(Source data)
------
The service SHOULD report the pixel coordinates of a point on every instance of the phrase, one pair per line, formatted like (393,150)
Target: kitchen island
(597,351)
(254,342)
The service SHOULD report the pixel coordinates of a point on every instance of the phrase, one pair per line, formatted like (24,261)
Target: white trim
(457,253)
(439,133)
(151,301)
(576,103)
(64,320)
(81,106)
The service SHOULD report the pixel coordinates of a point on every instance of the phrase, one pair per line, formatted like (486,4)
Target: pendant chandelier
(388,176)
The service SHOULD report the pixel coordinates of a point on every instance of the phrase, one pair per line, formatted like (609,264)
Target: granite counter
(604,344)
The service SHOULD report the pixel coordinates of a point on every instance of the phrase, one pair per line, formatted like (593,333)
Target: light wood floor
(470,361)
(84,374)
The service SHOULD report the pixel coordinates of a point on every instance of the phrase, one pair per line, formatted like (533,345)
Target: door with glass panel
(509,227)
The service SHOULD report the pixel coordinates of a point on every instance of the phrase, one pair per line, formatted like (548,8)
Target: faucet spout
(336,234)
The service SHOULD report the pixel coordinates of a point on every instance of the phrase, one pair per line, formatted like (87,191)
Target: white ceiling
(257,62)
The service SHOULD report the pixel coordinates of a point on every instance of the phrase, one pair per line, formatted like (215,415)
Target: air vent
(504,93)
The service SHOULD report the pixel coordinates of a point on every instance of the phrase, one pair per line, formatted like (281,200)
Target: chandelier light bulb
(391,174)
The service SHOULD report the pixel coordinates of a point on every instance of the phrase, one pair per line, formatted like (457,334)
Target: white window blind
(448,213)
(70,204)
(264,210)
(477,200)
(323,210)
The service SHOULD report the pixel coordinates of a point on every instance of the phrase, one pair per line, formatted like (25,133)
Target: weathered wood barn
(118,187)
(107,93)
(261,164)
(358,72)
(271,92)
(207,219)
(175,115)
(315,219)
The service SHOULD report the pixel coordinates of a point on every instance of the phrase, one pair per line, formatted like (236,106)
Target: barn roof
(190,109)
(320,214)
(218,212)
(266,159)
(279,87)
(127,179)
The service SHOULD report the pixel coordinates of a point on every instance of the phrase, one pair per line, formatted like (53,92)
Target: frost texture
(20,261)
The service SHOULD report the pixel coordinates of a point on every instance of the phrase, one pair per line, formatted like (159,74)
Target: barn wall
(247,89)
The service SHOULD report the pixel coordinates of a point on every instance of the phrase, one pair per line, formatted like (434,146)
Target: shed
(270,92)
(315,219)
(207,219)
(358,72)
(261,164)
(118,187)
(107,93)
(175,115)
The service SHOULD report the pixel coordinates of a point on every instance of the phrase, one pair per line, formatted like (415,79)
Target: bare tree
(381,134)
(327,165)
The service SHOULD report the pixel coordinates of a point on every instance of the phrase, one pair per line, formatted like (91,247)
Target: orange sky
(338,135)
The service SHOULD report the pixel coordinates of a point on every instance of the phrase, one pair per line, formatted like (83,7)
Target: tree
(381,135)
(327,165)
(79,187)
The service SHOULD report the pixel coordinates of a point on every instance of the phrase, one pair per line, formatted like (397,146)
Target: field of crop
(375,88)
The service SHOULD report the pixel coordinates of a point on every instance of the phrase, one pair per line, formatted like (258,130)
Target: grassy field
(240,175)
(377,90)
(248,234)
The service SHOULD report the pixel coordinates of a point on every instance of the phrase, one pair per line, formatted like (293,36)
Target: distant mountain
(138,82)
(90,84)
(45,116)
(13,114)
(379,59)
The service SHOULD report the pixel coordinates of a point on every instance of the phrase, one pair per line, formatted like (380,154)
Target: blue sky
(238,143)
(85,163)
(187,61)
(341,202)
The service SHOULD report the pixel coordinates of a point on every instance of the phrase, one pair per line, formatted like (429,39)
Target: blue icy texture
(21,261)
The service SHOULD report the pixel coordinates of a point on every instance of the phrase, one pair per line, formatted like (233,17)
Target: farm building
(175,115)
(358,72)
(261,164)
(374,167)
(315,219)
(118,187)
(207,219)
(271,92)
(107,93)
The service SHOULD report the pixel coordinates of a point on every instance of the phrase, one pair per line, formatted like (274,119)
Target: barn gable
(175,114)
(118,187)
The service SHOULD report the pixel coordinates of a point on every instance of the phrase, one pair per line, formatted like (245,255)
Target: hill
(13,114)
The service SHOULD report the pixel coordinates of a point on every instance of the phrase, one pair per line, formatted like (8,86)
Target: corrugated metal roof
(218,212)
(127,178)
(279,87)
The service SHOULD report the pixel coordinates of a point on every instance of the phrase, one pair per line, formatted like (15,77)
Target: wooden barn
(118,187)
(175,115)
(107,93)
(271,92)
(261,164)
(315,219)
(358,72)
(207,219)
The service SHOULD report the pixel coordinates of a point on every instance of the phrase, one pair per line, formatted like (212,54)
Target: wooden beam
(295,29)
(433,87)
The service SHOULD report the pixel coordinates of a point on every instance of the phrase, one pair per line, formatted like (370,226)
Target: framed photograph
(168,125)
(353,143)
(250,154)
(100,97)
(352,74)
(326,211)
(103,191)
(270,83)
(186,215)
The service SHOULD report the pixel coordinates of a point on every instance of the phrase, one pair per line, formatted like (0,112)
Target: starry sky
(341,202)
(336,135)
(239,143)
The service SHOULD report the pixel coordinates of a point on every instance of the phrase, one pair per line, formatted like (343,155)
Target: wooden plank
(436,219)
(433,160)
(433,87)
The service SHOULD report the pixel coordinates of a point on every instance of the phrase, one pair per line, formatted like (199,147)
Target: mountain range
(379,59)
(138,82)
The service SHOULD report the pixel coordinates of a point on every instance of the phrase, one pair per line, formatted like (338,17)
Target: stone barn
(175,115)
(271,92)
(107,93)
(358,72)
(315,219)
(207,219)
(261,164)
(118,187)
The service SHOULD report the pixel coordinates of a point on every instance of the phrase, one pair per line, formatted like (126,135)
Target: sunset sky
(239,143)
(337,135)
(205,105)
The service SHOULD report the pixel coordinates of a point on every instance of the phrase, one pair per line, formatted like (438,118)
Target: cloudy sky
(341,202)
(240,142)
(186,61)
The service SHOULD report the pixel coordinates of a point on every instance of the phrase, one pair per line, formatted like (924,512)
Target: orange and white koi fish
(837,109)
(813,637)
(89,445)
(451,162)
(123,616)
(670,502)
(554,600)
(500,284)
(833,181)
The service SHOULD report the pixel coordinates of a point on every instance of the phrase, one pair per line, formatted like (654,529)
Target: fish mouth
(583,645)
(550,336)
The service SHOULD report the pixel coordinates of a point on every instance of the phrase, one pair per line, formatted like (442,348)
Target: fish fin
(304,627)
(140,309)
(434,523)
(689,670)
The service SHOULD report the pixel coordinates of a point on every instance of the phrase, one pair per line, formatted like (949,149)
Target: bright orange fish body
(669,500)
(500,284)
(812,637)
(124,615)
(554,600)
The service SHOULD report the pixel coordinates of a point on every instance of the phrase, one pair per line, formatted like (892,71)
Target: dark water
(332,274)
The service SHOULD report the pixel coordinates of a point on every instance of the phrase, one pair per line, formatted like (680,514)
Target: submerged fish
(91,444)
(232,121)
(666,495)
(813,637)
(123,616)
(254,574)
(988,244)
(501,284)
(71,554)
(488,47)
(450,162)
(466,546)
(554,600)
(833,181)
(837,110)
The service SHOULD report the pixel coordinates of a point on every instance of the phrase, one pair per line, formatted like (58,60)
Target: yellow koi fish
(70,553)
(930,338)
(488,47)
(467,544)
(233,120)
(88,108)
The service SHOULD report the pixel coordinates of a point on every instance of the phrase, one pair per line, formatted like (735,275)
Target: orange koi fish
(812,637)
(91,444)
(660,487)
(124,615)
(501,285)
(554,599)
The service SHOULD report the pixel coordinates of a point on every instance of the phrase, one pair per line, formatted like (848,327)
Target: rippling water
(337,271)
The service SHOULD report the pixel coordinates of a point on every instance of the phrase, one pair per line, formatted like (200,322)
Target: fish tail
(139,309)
------
## Task
Using the data above, extract exactly the lines from the one that holds "formatted like (83,7)" to the one that holds "formatted like (293,36)", both ends included, and no others.

## Solution to this task
The service SHOULD report the pixel coordinates of a point on every instance of the phrase, one pair per line, formatted like (83,7)
Target: tree
(381,135)
(327,165)
(79,187)
The service SHOULD report the pixel coordinates of a point on every instance of the phrase, one pair per line, formatted like (397,146)
Target: field of crop
(375,88)
The service SHOULD report the pixel coordinates of a point on every instance of the phrase, one pair per line, formatted like (258,130)
Target: grassy field
(240,175)
(377,90)
(248,234)
The service SHOULD report the pixel coordinates of a point on every instance of the phrase, one pair per line, formatted like (293,36)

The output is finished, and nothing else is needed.